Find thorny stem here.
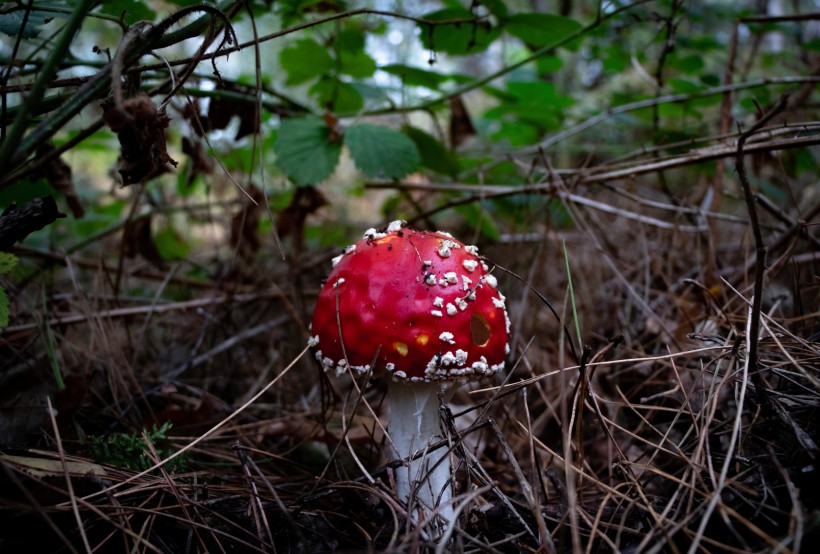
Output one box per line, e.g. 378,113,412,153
734,93,790,408
0,0,241,180
0,0,33,143
0,0,96,170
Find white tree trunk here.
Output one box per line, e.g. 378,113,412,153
388,380,454,524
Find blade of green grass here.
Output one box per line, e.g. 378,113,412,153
563,240,582,348
41,285,64,390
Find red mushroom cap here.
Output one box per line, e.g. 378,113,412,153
310,221,510,382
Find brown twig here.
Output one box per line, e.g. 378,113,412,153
735,93,791,406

·····

Task item. The response is the full listing, copied exactly, with the pictures omitted.

Result.
Find thorny stem here.
Output one box per line, e.g. 378,113,412,153
734,93,790,408
0,0,241,180
0,0,33,143
0,0,96,170
Find white tree trunk here.
Output one box per line, e.g. 378,113,412,153
388,380,454,524
Find blade of green grass here.
Output one box per line, e.g. 378,113,412,153
563,240,582,348
41,285,64,390
Find red mushroom cap here.
Output one box per line, e.g. 378,113,412,153
310,221,510,382
Find brown twig here.
Output one box per line, e.g. 378,113,412,153
735,93,791,406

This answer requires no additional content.